Aplique a leitura.
1 > Enumere todos os nomes próprios distintos de pessoas, lugares e organizações que aparecem no texto sobre Julian Assange, incluindo o título.
2 > Responda com base no texto sobre Julian Assange:
(a) Durante quantos anos Assange esteve refugiado na embaixada do Equador em Londres?
(b) De que o acusam as autoridades britânicas?
(c) Que princípio o Equador menciona como exemplo das condições do asilo que não foram respeitadas?
3 > Transcreva o trecho do texto sobre Julian Assange começando em "A detenção do" e seguindo até "pressões das potências.".

Trecho citado.
# # #
Uma história para John Le Carré

A detenção do fundador da WikiLeaks, Julian Assange, mostra um conflito entre o poder dos Estados e a informação sem limites.

Ao fim de sete anos de refúgio na embaixada do Equador em Londres, o co-fundador da Wikileaks, Julian Assange, foi detido pelas autoridades britânicas, que o acusam de violar as condições da fiança imposta em 2012. A detenção tornou-se inevitável a partir do momento em que o Equador retirou o direito de asilo, justificando a medida com o desrespeito das condições desse estatuto, nomeadamente o princípio da não interferência nas relações entre Estados. O caso era uma pedra no sapato para a pequena nação sul-americana, que não podia resistir eternamente às pressões das potências.

A história de Assange parece tirada de um livro de John Le Carré, com este protagonista de romance, elementos de intriga internacional e a sensação de estarmos perante conspirações em larga escala e jogos de poder demasiado opacos. O caso também coloca interrogações sobre os meios de comunicação contemporâneos e a sua relação com os interesses nacionais, num mundo em que a informação circula sem fronteiras, mas onde os Estados continuam a exercer a sua influência.
# # #
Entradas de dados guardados

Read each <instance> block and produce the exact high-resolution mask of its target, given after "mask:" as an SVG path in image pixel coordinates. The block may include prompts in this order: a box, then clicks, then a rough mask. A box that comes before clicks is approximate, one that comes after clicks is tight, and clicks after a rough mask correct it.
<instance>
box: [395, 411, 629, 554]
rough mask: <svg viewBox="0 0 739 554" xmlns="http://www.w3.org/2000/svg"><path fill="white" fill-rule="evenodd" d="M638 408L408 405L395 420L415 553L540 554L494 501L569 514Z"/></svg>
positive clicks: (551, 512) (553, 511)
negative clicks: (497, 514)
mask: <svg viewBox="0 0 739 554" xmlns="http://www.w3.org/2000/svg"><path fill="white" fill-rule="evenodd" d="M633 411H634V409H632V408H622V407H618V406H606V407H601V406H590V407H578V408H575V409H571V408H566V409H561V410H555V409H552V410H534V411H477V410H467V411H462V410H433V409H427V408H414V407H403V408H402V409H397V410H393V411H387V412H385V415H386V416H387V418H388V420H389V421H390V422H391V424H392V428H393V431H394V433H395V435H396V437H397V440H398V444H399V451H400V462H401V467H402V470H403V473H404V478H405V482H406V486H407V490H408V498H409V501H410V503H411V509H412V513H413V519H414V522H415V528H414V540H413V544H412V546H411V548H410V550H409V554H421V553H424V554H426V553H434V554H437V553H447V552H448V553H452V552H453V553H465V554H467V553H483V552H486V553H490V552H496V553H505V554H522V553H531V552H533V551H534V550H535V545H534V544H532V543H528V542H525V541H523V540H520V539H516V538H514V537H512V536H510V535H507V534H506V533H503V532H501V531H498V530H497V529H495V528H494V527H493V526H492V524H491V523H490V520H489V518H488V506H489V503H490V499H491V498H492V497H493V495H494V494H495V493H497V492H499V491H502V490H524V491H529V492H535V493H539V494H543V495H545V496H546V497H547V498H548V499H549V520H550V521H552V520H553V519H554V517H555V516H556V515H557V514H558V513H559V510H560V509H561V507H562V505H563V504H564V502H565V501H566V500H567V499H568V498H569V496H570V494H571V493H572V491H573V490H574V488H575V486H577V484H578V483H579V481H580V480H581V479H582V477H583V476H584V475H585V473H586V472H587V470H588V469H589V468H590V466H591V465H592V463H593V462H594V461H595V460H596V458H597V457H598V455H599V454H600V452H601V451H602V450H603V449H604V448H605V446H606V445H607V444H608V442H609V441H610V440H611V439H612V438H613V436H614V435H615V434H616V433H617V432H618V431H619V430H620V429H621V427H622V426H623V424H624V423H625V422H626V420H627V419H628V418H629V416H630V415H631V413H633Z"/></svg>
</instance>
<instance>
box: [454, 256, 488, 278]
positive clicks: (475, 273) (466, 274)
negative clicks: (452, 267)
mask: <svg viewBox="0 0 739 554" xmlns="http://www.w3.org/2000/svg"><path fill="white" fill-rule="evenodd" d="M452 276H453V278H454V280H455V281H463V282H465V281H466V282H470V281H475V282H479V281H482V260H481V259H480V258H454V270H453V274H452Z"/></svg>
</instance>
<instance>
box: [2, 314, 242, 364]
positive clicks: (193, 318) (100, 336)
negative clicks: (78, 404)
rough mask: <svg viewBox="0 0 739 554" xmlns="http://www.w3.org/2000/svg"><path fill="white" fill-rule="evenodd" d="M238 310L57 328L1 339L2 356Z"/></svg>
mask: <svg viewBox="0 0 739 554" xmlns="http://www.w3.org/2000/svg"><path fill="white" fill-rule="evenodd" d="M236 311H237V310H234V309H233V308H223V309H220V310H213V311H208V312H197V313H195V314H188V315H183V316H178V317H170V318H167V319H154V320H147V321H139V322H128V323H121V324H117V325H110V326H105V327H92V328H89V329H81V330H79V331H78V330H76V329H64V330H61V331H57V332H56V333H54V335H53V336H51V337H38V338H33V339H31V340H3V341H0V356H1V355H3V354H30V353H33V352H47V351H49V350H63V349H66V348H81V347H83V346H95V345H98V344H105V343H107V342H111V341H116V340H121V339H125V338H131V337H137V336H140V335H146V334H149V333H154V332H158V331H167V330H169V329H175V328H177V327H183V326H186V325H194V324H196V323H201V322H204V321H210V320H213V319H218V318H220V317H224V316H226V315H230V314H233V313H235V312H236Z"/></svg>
# # #
Respostas do exercício.
1 > John Le Carré, WikiLeaks, Julian Assange, Equador, Londres

2 >
(a) Sete anos.
(b) De violar as condições da fiança imposta em 2012.
(c) O princípio da não interferência nas relações entre Estados.

3 >
A detenção do fundador da WikiLeaks, Julian Assange, mostra um conflito entre o poder dos Estados e a informação sem limites.

Ao fim de sete anos de refúgio na embaixada do Equador em Londres, o co-fundador da Wikileaks, Julian Assange, foi detido pelas autoridades britânicas, que o acusam de violar as condições da fiança imposta em 2012. A detenção tornou-se inevitável a partir do momento em que o Equador retirou o direito de asilo, justificando a medida com o desrespeito das condições desse estatuto, nomeadamente o princípio da não interferência nas relações entre Estados. O caso era uma pedra no sapato para a pequena nação sul-americana, que não podia resistir eternamente às pressões das potências.